**Provided data:**
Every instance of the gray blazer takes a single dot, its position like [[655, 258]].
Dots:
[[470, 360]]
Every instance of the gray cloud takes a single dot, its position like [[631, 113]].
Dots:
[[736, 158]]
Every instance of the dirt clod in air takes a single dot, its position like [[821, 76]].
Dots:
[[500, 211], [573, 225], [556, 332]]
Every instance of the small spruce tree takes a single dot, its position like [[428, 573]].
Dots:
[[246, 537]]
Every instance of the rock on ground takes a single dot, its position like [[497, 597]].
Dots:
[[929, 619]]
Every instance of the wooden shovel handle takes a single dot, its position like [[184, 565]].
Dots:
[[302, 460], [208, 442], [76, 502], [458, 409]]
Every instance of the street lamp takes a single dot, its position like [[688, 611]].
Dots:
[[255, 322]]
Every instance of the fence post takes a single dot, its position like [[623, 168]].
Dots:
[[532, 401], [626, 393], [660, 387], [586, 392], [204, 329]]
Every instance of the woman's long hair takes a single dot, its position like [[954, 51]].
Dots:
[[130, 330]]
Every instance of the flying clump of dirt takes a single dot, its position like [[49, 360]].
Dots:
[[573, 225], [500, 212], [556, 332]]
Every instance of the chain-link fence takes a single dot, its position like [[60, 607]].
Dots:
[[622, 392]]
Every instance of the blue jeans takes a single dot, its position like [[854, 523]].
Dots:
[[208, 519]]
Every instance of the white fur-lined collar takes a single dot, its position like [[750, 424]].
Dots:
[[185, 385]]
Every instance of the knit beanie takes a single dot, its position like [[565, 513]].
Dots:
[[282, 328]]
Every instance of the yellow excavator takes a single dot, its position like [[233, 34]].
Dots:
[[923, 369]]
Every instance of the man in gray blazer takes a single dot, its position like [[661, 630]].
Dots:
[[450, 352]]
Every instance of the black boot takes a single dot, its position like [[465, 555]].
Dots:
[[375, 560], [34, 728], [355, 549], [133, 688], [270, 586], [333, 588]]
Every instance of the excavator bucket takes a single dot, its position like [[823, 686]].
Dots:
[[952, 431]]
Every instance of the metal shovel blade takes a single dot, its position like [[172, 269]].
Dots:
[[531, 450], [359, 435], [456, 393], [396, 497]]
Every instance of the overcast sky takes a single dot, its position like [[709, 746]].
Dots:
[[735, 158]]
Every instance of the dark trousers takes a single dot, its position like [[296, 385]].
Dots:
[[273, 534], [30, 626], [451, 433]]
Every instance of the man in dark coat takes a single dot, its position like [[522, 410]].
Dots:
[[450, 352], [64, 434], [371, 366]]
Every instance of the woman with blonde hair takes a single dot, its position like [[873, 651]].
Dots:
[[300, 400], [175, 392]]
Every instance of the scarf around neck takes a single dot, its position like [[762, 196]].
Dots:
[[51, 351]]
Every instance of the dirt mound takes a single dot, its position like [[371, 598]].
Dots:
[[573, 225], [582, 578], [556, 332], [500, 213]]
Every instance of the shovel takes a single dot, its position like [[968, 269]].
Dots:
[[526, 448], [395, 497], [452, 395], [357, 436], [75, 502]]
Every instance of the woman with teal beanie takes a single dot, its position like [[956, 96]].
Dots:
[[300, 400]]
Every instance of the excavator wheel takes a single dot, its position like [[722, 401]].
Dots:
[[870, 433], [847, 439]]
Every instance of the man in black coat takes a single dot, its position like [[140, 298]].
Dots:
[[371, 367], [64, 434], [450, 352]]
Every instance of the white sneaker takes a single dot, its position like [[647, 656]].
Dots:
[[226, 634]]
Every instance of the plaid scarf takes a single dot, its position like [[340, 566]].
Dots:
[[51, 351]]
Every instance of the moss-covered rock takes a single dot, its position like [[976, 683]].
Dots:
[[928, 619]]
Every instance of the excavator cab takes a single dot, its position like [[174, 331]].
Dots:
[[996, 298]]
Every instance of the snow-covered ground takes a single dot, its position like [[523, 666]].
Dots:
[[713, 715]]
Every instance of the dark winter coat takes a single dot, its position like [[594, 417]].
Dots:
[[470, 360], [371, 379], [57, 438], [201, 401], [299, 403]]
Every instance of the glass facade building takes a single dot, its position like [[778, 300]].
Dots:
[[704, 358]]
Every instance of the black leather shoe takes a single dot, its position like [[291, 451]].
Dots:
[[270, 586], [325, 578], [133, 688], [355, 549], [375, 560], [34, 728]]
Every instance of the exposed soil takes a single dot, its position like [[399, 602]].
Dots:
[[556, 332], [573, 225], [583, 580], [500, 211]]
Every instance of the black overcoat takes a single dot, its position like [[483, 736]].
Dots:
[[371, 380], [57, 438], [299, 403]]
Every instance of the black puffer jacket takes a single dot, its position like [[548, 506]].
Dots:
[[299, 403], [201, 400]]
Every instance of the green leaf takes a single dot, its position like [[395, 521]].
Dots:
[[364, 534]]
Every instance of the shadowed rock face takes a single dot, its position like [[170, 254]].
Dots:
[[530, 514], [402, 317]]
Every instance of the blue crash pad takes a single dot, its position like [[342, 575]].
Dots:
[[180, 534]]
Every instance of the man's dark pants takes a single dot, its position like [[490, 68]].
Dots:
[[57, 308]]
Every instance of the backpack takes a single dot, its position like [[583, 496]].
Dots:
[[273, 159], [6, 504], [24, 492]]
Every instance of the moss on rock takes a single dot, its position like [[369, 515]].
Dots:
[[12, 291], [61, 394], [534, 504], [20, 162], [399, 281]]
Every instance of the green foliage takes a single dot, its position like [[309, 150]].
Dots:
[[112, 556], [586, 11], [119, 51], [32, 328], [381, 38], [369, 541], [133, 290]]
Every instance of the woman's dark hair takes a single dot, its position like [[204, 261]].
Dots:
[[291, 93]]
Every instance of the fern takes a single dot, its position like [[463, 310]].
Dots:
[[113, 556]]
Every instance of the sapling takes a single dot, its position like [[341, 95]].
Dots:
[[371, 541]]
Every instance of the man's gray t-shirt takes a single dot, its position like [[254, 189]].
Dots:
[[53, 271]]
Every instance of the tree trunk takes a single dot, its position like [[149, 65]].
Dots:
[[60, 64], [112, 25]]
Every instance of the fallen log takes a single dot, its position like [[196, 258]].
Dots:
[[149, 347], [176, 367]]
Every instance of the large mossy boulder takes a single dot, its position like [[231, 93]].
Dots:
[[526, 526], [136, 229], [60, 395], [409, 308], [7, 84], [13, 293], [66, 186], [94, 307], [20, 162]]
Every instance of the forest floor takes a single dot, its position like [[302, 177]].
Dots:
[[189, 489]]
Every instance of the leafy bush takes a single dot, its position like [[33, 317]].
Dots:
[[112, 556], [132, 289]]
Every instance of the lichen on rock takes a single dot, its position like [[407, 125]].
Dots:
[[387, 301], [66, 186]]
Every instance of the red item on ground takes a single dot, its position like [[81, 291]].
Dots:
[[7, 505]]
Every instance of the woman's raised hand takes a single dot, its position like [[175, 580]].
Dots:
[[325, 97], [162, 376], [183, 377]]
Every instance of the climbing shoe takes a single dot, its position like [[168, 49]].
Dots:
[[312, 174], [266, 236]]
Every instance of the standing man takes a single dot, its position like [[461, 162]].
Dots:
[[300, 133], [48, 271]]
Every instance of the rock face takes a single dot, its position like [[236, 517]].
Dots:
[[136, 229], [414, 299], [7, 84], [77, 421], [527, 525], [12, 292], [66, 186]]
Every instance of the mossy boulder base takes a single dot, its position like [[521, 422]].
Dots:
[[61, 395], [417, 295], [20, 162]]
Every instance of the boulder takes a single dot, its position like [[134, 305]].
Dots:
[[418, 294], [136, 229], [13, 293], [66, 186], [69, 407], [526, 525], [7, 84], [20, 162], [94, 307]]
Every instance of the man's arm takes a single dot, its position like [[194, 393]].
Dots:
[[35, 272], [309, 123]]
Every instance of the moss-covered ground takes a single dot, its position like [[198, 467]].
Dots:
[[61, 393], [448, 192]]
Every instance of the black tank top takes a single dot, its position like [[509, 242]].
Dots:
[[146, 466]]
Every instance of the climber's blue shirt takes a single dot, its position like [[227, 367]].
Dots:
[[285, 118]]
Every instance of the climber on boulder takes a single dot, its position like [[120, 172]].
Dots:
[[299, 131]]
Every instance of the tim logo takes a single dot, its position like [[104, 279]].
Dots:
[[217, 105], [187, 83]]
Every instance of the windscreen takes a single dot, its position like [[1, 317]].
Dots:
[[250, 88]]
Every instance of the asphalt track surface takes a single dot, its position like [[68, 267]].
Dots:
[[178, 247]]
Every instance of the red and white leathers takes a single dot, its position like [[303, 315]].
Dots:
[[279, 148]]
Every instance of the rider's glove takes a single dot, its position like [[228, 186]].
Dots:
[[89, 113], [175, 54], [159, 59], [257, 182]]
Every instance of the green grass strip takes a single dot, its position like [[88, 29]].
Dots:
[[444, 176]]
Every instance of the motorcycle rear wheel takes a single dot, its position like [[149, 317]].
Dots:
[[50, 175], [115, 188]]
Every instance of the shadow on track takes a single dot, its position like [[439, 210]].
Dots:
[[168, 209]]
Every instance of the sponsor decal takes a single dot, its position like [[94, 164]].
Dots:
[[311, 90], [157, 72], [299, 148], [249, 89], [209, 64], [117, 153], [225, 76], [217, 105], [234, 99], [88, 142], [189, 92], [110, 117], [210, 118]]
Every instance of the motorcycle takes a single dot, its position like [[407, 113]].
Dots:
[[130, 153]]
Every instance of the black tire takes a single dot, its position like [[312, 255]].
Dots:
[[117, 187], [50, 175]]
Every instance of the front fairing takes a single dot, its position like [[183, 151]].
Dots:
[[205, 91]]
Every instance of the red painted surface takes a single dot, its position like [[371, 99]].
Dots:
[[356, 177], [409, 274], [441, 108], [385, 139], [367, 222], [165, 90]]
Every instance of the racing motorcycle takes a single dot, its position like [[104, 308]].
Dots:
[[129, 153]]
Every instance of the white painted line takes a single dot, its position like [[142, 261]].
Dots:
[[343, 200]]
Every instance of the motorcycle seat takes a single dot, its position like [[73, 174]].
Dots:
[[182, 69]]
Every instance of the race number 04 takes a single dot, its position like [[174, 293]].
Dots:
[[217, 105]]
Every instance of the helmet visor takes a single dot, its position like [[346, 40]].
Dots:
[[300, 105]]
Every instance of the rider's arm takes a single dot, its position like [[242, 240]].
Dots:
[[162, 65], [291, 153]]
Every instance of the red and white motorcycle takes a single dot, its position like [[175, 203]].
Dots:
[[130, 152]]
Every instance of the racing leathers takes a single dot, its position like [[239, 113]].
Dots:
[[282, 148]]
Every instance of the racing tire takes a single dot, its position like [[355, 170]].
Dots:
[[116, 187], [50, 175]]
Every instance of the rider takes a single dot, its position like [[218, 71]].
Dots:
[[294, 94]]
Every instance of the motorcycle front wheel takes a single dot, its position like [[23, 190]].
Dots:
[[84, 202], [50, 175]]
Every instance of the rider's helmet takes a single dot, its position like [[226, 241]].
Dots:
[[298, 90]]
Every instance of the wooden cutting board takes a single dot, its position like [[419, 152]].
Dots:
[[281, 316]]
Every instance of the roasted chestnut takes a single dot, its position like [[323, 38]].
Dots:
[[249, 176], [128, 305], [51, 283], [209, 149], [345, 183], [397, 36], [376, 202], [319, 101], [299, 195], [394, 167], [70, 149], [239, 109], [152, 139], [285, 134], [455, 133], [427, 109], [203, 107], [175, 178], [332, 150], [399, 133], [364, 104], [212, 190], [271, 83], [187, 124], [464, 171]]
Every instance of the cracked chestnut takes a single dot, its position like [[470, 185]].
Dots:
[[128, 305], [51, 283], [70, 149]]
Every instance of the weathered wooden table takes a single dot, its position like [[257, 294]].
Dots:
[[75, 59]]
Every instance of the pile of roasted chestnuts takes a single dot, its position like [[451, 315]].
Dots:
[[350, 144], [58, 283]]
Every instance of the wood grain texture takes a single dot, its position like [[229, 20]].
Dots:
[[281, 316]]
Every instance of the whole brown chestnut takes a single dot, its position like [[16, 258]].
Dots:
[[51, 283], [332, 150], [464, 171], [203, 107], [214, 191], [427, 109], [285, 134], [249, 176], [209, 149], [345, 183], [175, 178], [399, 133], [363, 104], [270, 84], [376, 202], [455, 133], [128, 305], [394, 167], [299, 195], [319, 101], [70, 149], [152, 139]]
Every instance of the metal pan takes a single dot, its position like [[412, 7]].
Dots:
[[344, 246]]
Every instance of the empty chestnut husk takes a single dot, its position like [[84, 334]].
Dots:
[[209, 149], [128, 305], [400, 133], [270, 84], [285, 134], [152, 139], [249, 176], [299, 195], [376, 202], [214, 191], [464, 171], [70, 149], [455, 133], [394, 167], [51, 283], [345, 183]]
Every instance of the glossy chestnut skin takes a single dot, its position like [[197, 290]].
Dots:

**Set task:** Reproduce the rows above verbatim, beginning at the line that contains "Every instance of the fallen" and stopping after the line that contains "[[112, 556], [132, 289]]".

**Solution to this task:**
Every instance of the fallen log takes a single dot, its position like [[196, 258]].
Dots:
[[149, 347], [176, 367]]
Every instance of the large mossy boulder takes a single dot, its position like [[231, 93]].
Dots:
[[526, 526], [136, 229], [60, 395], [409, 308], [7, 84], [13, 293], [66, 186], [94, 307], [20, 162]]
Every instance of the forest floor takes a single dot, its position like [[302, 177]].
Dots:
[[189, 489]]
Every instance of the leafy bush takes a single dot, its position like [[33, 317]].
Dots:
[[112, 556], [132, 289]]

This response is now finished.